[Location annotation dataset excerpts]
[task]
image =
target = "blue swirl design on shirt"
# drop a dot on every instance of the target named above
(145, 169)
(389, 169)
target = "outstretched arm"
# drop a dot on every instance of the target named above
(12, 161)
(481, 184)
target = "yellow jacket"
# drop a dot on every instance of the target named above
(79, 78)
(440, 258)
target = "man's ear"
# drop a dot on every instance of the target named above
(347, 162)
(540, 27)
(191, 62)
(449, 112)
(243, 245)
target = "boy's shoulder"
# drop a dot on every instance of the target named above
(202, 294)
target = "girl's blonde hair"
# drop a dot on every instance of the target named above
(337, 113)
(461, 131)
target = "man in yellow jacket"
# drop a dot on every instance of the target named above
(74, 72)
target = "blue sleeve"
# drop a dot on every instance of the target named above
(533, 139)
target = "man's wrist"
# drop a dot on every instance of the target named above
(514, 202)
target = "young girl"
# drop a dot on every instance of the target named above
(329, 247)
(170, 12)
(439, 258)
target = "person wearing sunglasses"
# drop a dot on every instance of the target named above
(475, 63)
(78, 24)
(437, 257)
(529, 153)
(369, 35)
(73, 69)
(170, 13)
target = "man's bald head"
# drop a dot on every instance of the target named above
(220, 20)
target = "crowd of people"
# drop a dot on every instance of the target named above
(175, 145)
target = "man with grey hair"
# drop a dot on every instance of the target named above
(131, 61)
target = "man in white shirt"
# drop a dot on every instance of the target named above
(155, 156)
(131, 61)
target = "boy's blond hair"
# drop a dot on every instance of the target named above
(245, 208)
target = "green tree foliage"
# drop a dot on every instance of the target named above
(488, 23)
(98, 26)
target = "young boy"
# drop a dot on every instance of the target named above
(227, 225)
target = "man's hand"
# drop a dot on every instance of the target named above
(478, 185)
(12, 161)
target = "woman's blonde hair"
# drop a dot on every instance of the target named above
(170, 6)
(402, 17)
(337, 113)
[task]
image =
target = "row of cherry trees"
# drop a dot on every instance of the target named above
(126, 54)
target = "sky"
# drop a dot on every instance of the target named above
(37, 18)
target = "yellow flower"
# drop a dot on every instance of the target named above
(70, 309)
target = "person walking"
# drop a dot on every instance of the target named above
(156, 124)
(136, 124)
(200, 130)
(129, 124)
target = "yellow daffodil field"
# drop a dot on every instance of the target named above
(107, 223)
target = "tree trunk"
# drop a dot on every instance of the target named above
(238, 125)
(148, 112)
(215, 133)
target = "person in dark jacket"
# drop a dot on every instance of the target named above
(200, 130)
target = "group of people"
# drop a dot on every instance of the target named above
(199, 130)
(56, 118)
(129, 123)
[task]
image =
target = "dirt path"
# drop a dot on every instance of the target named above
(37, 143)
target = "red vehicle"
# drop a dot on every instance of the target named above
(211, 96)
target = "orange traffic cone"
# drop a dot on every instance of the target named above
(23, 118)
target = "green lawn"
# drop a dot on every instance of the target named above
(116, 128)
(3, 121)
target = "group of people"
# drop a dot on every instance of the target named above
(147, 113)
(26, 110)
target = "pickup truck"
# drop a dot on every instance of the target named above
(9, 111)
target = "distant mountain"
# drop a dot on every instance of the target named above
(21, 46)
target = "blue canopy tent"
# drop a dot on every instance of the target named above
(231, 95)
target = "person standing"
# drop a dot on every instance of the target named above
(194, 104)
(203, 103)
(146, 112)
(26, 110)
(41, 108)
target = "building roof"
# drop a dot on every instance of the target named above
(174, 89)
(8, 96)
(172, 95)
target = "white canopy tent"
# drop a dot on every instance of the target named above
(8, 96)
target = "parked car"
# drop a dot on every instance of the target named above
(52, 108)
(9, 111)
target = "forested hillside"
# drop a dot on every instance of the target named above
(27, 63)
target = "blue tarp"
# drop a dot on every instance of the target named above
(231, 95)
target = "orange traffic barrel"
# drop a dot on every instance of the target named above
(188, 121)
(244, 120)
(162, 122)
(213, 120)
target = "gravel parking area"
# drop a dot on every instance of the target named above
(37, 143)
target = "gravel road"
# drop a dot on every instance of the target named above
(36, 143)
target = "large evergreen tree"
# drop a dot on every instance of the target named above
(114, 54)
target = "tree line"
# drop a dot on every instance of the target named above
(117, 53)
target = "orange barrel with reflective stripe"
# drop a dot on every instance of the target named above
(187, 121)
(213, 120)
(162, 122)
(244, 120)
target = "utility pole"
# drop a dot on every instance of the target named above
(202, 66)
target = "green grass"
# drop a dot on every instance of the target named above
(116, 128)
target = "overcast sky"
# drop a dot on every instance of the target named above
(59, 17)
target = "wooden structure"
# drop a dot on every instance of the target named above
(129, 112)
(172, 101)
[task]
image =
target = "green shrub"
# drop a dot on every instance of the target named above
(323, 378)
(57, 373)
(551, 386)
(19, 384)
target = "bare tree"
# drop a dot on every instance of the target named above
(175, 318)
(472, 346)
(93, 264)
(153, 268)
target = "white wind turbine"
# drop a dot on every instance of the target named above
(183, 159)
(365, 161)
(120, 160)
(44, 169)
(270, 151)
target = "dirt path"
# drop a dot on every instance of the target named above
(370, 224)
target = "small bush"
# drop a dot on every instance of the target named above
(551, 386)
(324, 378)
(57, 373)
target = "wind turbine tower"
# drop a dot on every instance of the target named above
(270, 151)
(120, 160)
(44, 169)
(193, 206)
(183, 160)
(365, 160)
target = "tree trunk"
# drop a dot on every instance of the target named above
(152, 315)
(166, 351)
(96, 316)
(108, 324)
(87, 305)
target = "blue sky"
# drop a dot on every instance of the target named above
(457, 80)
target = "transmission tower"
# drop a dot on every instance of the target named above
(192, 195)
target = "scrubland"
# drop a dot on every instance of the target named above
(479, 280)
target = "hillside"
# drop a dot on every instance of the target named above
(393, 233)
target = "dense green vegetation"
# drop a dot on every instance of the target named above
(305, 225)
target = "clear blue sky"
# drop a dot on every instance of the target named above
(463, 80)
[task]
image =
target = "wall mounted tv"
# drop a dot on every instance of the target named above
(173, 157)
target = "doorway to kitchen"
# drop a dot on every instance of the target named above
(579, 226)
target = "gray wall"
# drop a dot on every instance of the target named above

TO DO: Please repeat the listing exactly, with nothing left out.

FINAL RESULT:
[task]
image =
target = "blue swirl design on shirt"
# drop a dot on every instance of the target named above
(145, 169)
(389, 169)
target = "outstretched arm"
# drop a dot on every instance of the target named above
(12, 161)
(481, 184)
target = "yellow jacket"
# drop a dot on every instance of the target named above
(79, 78)
(440, 258)
target = "man's ear"
# drop a dot on every instance of the target named above
(347, 162)
(540, 27)
(191, 62)
(449, 112)
(243, 245)
target = "boy's shoulder"
# drop a dot on every instance of the target named above
(202, 294)
target = "girl's blonde hair"
# drop a dot on every instance of the target named above
(337, 113)
(461, 131)
target = "man in yellow jacket"
# drop a dot on every instance of the target named above
(74, 72)
target = "blue sleeve"
# drop a dot on every instance of the target named above
(533, 139)
target = "man's wrist"
# drop a dot on every instance of the target named above
(514, 202)
target = "young girl"
# drop a dot on every instance of the target named above
(329, 247)
(170, 12)
(439, 258)
target = "person wearing sunglasses"
# drop a dot on every instance of the target named above
(475, 63)
(78, 24)
(437, 257)
(529, 153)
(369, 35)
(73, 69)
(170, 13)
target = "man's bald head"
# drop a dot on every instance of the target named above
(220, 20)
target = "crowd of people"
# drop a dot on every instance of the target named above
(175, 145)
target = "man with grey hair"
# drop a dot on every instance of the target named above
(131, 61)
target = "man in white shirt"
# drop a dot on every instance of the target named above
(155, 156)
(131, 61)
target = "boy's blond hair"
# drop a dot on every instance of the target named above
(245, 208)
target = "green tree foliage"
# drop a dot on every instance of the target named above
(488, 23)
(98, 26)
target = "young boy"
# drop a dot on every instance of the target named above
(227, 225)
target = "man's hand"
# drop a dot on every instance of the target named above
(478, 185)
(12, 161)
target = "woman's blonde hair"
# drop a dot on every instance of the target named above
(170, 6)
(402, 17)
(337, 113)
[task]
image =
target = "row of cherry trees"
# drop a dot on every instance of the target named above
(126, 54)
target = "sky"
# drop a dot on every instance of the target named above
(37, 18)
target = "yellow flower"
# drop a dot on every instance of the target named above
(70, 309)
target = "person walking"
# drop a dot on every instance of the target named above
(156, 124)
(136, 124)
(200, 130)
(129, 124)
target = "yellow daffodil field"
# drop a dot on every instance of the target named above
(107, 223)
target = "tree trunk"
# drop a dot on every instance of the target named above
(238, 125)
(148, 112)
(215, 133)
target = "person in dark jacket"
# drop a dot on every instance of the target named above
(200, 130)
target = "group of people"
# drop a dot on every instance of the target named above
(199, 130)
(56, 118)
(129, 123)
[task]
image =
target = "dirt path"
# drop a dot on every instance of the target named above
(37, 143)
target = "red vehicle"
# drop a dot on every instance of the target named above
(211, 96)
target = "orange traffic cone"
# drop a dot on every instance of the target named above
(23, 118)
target = "green lawn"
# drop a dot on every instance of the target named above
(116, 128)
(3, 121)
target = "group of people"
# drop a dot on every instance of the target named above
(147, 113)
(26, 110)
target = "pickup truck"
# drop a dot on every instance of the target named above
(9, 111)
target = "distant mountain"
# drop a dot on every instance of the target named above
(21, 46)
target = "blue canopy tent"
# drop a dot on every instance of the target named above
(231, 95)
target = "person standing"
# drop a dot on every instance of the target named above
(194, 104)
(203, 103)
(146, 112)
(26, 110)
(41, 108)
target = "building roof"
# drop a dot on every instance of the target named above
(174, 89)
(8, 96)
(172, 95)
target = "white canopy tent"
# drop a dot on every instance of the target named above
(8, 96)
target = "parked car"
# drop a dot on every instance of the target named above
(52, 108)
(9, 111)
target = "forested hillside"
# drop a dot on every instance of the target named above
(27, 63)
target = "blue tarp"
# drop a dot on every instance of the target named above
(231, 95)
target = "orange traffic barrel"
# drop a dot on every instance of the target named above
(188, 121)
(244, 120)
(162, 122)
(213, 120)
target = "gravel parking area"
# drop a dot on every instance of the target named above
(37, 143)
target = "gravel road"
# drop a dot on every instance of the target named above
(36, 143)
target = "large evergreen tree"
# drop a dot on every instance of the target named above
(114, 54)
target = "tree line"
# drop a dot on every instance of the target named above
(117, 53)
target = "orange barrel with reflective stripe"
# drop a dot on every instance of the target named above
(187, 121)
(213, 120)
(162, 122)
(244, 120)
target = "utility pole"
# drop a dot on every instance of the target named above
(202, 66)
target = "green grass"
# drop a dot on every instance of the target named above
(116, 128)
target = "overcast sky"
# drop a dot on every instance of the target named above
(59, 17)
target = "wooden structure"
# drop a dot on every instance of the target named above
(129, 112)
(172, 101)
[task]
image =
target = "green shrub"
# drop a dot on every instance of the target named above
(323, 378)
(57, 373)
(551, 386)
(19, 384)
target = "bare tree"
# drop a dot on every instance of the target named above
(175, 318)
(472, 346)
(93, 264)
(153, 268)
target = "white wind turbine"
# drop a dot on every instance of the target named above
(183, 159)
(365, 161)
(120, 160)
(44, 169)
(270, 151)
target = "dirt path"
# drop a dot on every instance of the target named above
(370, 224)
target = "small bush"
# drop a dot on every instance of the target named above
(551, 386)
(324, 378)
(57, 373)
target = "wind turbine tower"
# drop a dot on every instance of the target named above
(270, 151)
(120, 160)
(44, 169)
(193, 206)
(183, 160)
(365, 160)
target = "tree trunk"
# drop a dot on every instance of the target named above
(152, 315)
(166, 351)
(96, 316)
(108, 324)
(87, 305)
target = "blue sky"
# drop a dot on every instance of the target named above
(457, 80)
target = "transmission tower"
# drop a dot on every instance of the target named above
(192, 195)
target = "scrubland"
# drop a dot on every instance of the target named above
(479, 280)
target = "hillside"
# drop a dot on every instance of the target named above
(393, 233)
target = "dense green vegetation"
# drop a dot on every instance of the target named above
(305, 225)
target = "clear blue sky"
# drop a dot on every instance of the target named above
(463, 80)
[task]
image =
target = "wall mounted tv"
# drop a dot on every instance of the target named above
(173, 157)
target = "doorway to kitchen"
# drop a dot on every instance of the target named above
(579, 226)
target = "gray wall"
# drop a dot on every instance of the target named above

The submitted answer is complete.